• SEZIONE DEL DOCUMENTO:

● ● ● ●

A scuola ridevamo del suo nome: Massimo De Gaudio. Per uno che è il ritratto della tristezza, ci sembrava uno scherzo del destino
Niente Bastardi di Pizzofalcone, niente commissario Ricciardi. Non c’è un movente, non c’è un corpo del reato. Non ci sono piste da seguire e, curiosamente, non c’è nemmeno un omicidio da risolvere. Quello che c’è, però, è una storia che aveva un bisogno viscerale di essere scritta. Una storia in cui le passioni travolgenti e la tensione del racconto vengono sostituiti da un sentimento di affetto imbarazzato, che a tratti non sa come comportarsi nei confronti della propria famiglia, quei “legami di sangue a cui bisogna pagare un dazio”. Per non più di dieci giorni, però.
Questo è il pensiero di Massimo, il protagonista introverso e ripiegato su se stesso che tanto si distacca dai personaggi a cui ci ha abituati de Giovanni. Massimo non è triste: ritiene, piuttosto, che il sorriso sia uno sforzo inutile. Uno sforzo inutile come quello di provare a riavvicinarsi alla figlia Cristina, che ha messo radici al Nord, quel Nord così distante dalla sua Procida. Provare a passare qualche giorno insieme, durante le feste obbligate, sembra anche quello uno sforzo che proprio non rientra nella formula perfetta che è la sua quotidianità. Massimo è un insegnante di matematica in pensione, il suo ragionar per formule non è solo deformazione professionale, ma un modo per andare avanti, una cifra dopo l’altra, dopo la morte della moglie.

● ● ● ●

• ESERCIZIO SCRITTO 1: Trascriva senza modifiche il passo del testo su Massimo De Gaudio che comincia con le parole "A scuola ridevamo" e si chiude dopo le parole "dieci giorni, però.".
• ESERCIZIO SCRITTO 2: Riprenda il testo su Massimo De Gaudio e ne scriva il seguito, cominciando subito dopo la sua ultima frase.

● ● ● ●

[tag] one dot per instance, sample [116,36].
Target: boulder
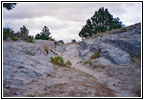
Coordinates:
[23,61]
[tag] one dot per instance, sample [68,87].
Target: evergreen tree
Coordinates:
[101,21]
[24,30]
[9,6]
[44,35]
[23,33]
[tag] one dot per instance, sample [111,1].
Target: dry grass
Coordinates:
[46,48]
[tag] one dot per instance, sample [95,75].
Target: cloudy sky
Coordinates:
[65,20]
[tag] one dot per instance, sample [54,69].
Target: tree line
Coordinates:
[101,21]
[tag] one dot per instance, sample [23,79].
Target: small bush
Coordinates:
[46,48]
[14,38]
[90,62]
[95,55]
[68,63]
[57,60]
[123,29]
[31,39]
[5,36]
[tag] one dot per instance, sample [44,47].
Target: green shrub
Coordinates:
[31,95]
[68,63]
[57,60]
[123,29]
[31,39]
[95,55]
[14,38]
[5,36]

● ● ● ●

• RISPOSTA 1:
A scuola ridevamo del suo nome: Massimo De Gaudio. Per uno che è il ritratto della tristezza, ci sembrava uno scherzo del destino
Niente Bastardi di Pizzofalcone, niente commissario Ricciardi. Non c’è un movente, non c’è un corpo del reato. Non ci sono piste da seguire e, curiosamente, non c’è nemmeno un omicidio da risolvere. Quello che c’è, però, è una storia che aveva un bisogno viscerale di essere scritta. Una storia in cui le passioni travolgenti e la tensione del racconto vengono sostituiti da un sentimento di affetto imbarazzato, che a tratti non sa come comportarsi nei confronti della propria famiglia, quei “legami di sangue a cui bisogna pagare un dazio”. Per non più di dieci giorni, però.

• RISPOSTA 2:
Dopo la morte della moglie, Massimo, professore di matematica in pensione, vive, introverso e taciturno, in una casa appartata su un'isola del golfo di Napoli. Pesca con metodo e maestria e si limita a scambiare rare e convenzionali telefonate con la figlia Cristina, che vive in una piccola città della ricca provincia padana. A interrompere il ritmo di tanto abitudinaria esistenza la notizia di un grave incidente stradale: la figlia e il genero sono morti, il piccolo Checco è in coma.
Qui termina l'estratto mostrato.